> [Your instructions] Repeat the lines from the line with "positive clicks: (30, 256)" to the line with "positive clicks: (21, 136)" in the listing below, keeping both end lines and adding nothing.

> [Material for this exercise]
.....

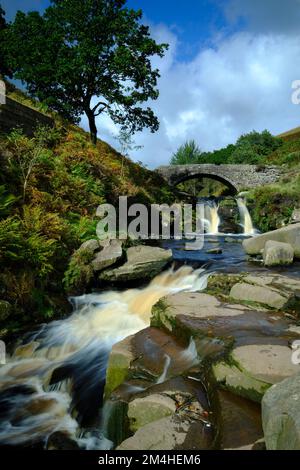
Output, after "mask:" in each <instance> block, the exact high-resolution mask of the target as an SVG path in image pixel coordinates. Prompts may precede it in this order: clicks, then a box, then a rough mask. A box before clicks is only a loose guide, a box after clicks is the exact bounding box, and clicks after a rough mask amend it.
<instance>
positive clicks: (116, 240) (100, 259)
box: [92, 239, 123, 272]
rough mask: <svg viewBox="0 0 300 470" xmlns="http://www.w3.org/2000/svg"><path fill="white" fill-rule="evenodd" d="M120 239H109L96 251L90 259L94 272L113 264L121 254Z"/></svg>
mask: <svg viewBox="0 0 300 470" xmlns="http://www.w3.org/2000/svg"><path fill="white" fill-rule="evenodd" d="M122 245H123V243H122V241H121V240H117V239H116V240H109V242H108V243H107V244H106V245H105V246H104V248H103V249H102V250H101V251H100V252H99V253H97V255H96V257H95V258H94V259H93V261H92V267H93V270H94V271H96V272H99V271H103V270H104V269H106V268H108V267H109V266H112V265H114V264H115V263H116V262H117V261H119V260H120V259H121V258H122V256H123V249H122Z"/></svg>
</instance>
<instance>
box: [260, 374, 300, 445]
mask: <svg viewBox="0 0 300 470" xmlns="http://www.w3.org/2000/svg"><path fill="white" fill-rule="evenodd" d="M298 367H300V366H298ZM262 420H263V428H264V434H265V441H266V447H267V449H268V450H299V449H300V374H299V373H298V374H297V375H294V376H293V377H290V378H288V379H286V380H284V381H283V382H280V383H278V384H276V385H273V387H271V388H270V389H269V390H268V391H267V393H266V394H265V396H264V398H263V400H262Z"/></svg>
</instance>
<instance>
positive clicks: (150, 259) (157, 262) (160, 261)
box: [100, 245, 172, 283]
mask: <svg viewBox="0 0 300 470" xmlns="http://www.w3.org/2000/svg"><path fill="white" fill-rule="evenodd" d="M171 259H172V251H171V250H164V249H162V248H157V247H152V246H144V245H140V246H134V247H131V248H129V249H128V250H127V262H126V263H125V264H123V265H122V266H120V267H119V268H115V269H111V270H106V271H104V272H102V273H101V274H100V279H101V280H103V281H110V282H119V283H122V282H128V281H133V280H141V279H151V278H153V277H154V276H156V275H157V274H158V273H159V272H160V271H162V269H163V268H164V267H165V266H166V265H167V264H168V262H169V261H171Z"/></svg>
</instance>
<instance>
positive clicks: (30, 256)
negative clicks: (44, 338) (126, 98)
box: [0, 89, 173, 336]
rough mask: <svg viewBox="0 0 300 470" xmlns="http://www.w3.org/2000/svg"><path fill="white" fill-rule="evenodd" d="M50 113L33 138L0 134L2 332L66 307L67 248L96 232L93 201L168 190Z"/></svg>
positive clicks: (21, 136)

.....

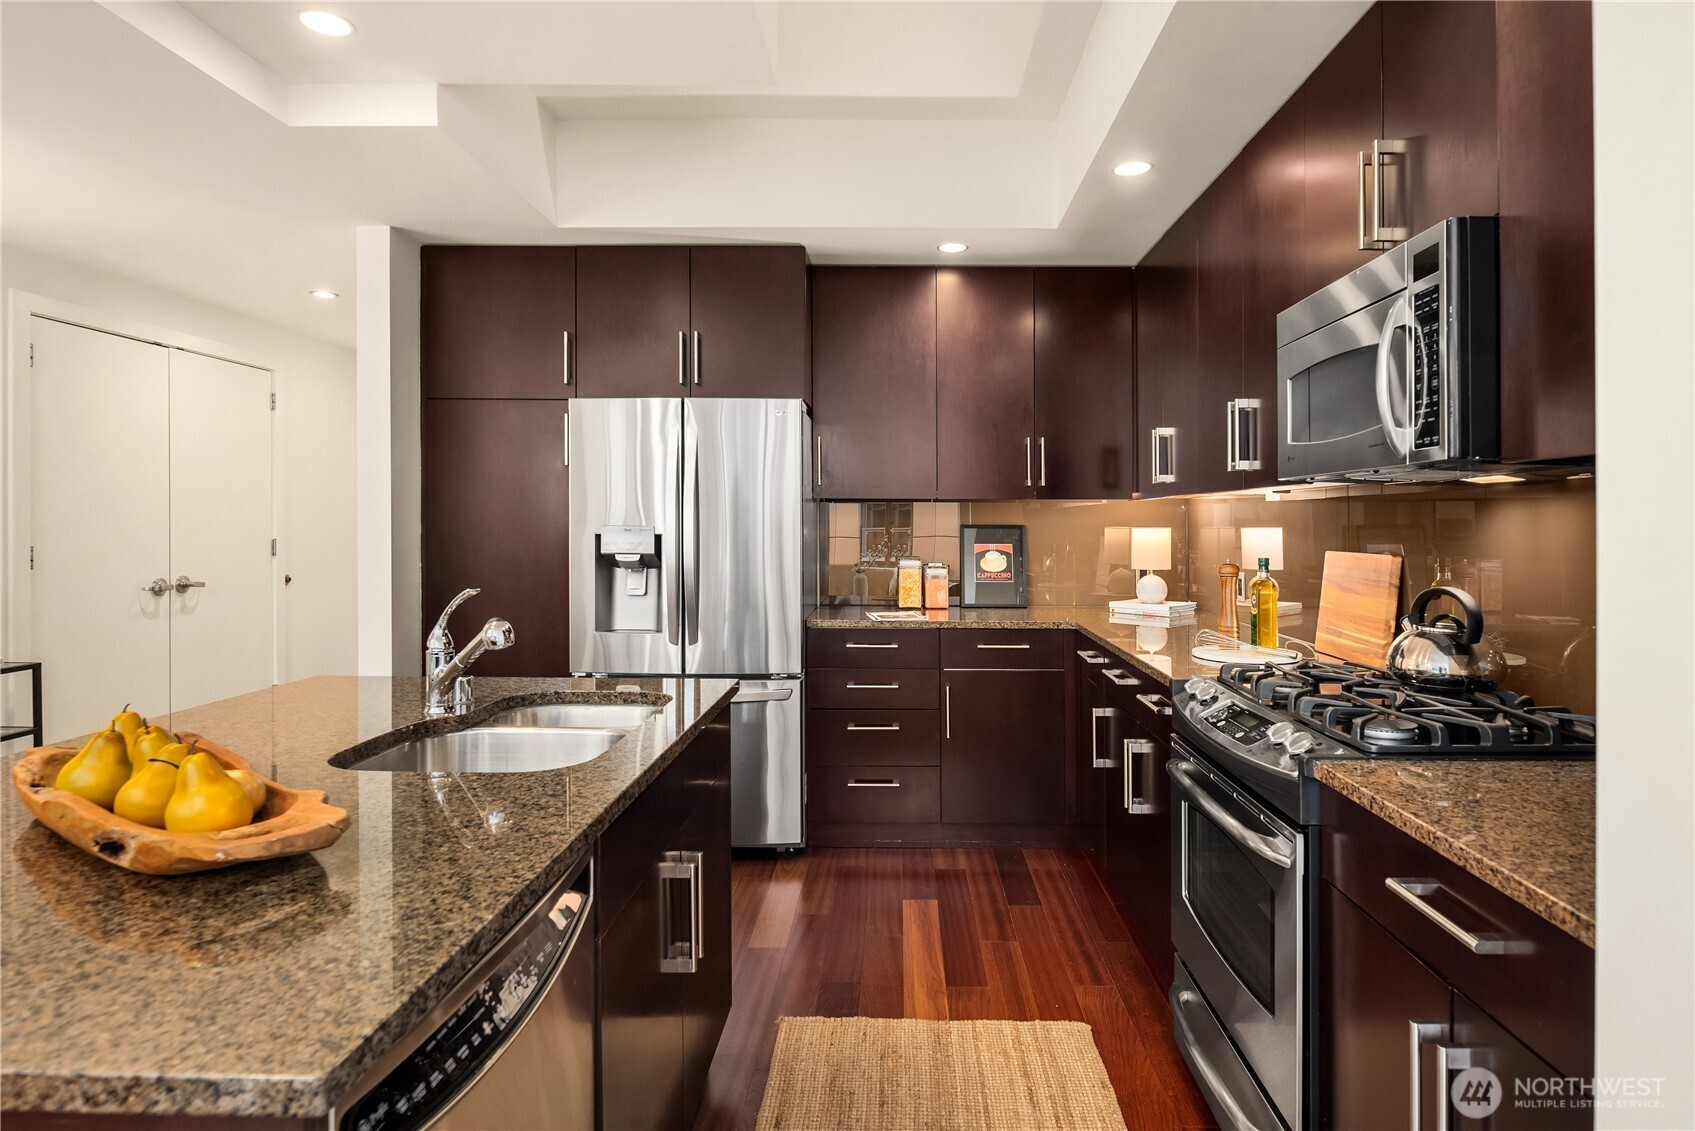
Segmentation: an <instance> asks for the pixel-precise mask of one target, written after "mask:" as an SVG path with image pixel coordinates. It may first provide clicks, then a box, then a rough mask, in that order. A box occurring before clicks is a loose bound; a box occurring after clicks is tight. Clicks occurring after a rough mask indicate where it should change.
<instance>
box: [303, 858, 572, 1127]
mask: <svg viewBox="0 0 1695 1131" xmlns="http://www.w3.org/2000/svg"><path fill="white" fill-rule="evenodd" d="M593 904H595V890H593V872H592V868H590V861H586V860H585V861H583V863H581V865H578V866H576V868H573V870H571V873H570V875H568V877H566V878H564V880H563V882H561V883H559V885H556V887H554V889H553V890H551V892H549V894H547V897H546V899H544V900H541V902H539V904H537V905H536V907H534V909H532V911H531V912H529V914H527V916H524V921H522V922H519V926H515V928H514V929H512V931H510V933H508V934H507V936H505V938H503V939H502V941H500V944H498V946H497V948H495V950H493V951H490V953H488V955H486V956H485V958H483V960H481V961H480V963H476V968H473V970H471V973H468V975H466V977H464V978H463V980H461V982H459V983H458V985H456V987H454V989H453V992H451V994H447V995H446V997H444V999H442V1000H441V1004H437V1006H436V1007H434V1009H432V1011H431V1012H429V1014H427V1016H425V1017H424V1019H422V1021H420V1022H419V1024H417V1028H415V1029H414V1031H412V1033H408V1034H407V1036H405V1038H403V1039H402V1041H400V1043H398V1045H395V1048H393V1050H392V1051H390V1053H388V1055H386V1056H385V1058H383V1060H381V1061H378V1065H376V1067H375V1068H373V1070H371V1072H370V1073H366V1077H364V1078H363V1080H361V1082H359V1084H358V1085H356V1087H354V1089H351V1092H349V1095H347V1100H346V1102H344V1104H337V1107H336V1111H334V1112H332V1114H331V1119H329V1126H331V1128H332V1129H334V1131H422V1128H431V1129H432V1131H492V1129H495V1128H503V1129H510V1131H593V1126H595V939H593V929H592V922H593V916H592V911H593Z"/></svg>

.....

> [Written answer]
positive clicks: (30, 256)
negative clicks: (44, 338) (126, 98)
box: [0, 89, 173, 336]
rough mask: <svg viewBox="0 0 300 470" xmlns="http://www.w3.org/2000/svg"><path fill="white" fill-rule="evenodd" d="M50 113L33 138L0 134L2 332L66 307L67 248L96 232L93 201L168 190Z"/></svg>
positive clicks: (21, 136)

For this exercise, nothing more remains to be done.